# SET PROBLEM A
In the tiger passage, switch "zoo" to "sanctuary" and give the section from "See? I'm not" up to and including "hell for it.".

# SOURCE PASSAGE

"""

Right off the bat, I want to say that the death of Carlos Sousa Jr. was not "tragic", in my opinion. Sure, many of you will give me hell for stating that opinion, but you shouldn't mess with tigers if you don't have professional experience.

See? I'm not going to make a blanket statement that says "never mess with tigers" or "leave the tigers alone" - because we're humans and we reign supreme and if you've got the proper training and experience in the profession, you can safely mess with the tigers. This kid was not a professional and shouldn't have been messing with the tigers, so I'm not going to shed any tears over the fact that it backfired on him and the tiger messed with him in return.

In fact, over the past few days, more and more facts have been rising to the surface and when you look at it, the tiger is certainly not to blame and the zoo isn't responsible either. It appears to be idiot kids doing something wrong and catching tiger-related hell for it.

"""

# SET PROBLEM B
Rewrite the labeled shape entries, from their first line up to and including the line with "194 174 L 209", as a Markdown table with the columns Row and Entry line, leaving out blank lines.

(Labeled shape records)
"""

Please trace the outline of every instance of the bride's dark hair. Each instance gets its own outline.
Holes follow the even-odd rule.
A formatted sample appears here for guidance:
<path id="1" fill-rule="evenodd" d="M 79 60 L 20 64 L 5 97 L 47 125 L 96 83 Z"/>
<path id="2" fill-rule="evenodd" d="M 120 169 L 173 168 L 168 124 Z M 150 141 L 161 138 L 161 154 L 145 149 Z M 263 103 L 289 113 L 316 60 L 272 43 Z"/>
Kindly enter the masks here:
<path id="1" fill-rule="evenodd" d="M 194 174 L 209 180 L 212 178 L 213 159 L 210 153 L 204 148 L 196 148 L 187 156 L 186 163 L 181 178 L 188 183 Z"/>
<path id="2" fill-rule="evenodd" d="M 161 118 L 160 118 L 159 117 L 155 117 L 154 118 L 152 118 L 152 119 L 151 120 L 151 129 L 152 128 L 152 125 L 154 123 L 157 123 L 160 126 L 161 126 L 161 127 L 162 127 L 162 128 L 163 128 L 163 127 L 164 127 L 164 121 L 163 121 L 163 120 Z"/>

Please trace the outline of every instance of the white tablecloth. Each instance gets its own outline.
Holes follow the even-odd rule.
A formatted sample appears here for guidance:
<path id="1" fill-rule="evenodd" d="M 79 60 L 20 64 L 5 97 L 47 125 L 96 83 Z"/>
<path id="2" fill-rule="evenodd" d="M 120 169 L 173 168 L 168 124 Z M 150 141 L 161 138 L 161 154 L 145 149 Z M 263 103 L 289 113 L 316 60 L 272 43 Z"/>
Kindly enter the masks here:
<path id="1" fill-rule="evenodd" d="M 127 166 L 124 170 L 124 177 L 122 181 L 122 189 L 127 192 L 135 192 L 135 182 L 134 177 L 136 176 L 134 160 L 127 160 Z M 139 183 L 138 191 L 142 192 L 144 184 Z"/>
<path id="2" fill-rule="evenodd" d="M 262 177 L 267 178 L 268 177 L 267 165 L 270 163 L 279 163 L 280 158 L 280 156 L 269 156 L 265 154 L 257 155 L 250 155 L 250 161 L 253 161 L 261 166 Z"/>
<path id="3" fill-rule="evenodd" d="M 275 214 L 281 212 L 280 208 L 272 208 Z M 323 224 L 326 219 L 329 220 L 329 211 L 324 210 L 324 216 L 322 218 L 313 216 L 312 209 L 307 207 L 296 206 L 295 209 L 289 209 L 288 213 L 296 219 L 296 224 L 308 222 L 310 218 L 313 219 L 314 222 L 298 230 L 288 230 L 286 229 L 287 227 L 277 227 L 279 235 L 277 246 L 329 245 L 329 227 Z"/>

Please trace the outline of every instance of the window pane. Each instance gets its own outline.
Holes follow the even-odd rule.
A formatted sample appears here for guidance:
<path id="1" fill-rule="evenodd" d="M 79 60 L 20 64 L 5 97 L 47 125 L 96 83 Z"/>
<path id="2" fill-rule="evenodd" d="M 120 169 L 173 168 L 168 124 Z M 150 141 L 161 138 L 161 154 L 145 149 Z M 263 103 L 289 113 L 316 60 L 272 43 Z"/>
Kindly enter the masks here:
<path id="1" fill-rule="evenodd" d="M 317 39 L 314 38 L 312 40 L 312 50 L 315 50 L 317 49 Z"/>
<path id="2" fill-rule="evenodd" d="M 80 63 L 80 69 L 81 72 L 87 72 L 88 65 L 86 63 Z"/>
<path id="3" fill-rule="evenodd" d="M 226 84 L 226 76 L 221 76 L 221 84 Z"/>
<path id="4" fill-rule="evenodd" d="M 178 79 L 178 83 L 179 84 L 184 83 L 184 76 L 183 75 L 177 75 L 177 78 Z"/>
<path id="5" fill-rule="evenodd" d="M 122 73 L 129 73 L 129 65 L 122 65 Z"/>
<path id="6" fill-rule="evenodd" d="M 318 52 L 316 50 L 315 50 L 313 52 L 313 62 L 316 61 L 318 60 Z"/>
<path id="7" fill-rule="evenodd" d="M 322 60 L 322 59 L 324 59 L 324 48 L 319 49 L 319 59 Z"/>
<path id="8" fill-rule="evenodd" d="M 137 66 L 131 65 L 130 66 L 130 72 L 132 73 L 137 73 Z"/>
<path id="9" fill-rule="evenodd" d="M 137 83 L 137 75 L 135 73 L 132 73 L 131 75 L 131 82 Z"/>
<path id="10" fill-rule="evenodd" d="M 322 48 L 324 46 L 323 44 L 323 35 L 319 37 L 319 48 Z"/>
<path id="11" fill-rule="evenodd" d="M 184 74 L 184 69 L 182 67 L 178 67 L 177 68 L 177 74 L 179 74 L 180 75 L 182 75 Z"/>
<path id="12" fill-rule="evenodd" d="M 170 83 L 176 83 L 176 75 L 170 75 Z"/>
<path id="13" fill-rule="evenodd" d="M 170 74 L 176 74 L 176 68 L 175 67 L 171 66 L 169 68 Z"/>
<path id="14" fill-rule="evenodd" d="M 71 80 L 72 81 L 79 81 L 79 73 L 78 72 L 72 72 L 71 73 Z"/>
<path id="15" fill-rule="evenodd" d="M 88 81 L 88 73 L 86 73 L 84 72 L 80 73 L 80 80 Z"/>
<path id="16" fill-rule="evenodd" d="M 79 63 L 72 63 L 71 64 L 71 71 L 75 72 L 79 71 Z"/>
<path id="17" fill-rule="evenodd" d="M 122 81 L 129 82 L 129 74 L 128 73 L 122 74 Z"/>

"""

# TASK ANSWER A
See? I'm not going to make a blanket statement that says "never mess with tigers" or "leave the tigers alone" - because we're humans and we reign supreme and if you've got the proper training and experience in the profession, you can safely mess with the tigers. This kid was not a professional and shouldn't have been messing with the tigers, so I'm not going to shed any tears over the fact that it backfired on him and the tiger messed with him in return.

In fact, over the past few days, more and more facts have been rising to the surface and when you look at it, the tiger is certainly not to blame and the sanctuary isn't responsible either. It appears to be idiot kids doing something wrong and catching tiger-related hell for it.

# TASK ANSWER B
| Row | Entry line |
|---|---|
| 1 | Please trace the outline of every instance of the bride's dark hair. Each instance gets its own outline. |
| 2 | Holes follow the even-odd rule. |
| 3 | A formatted sample appears here for guidance: |
| 4 | <path id="1" fill-rule="evenodd" d="M 79 60 L 20 64 L 5 97 L 47 125 L 96 83 Z"/> |
| 5 | <path id="2" fill-rule="evenodd" d="M 120 169 L 173 168 L 168 124 Z M 150 141 L 161 138 L 161 154 L 145 149 Z M 263 103 L 289 113 L 316 60 L 272 43 Z"/> |
| 6 | Kindly enter the masks here: |
| 7 | <path id="1" fill-rule="evenodd" d="M 194 174 L 209 180 L 212 178 L 213 159 L 210 153 L 204 148 L 196 148 L 187 156 L 186 163 L 181 178 L 188 183 Z"/> |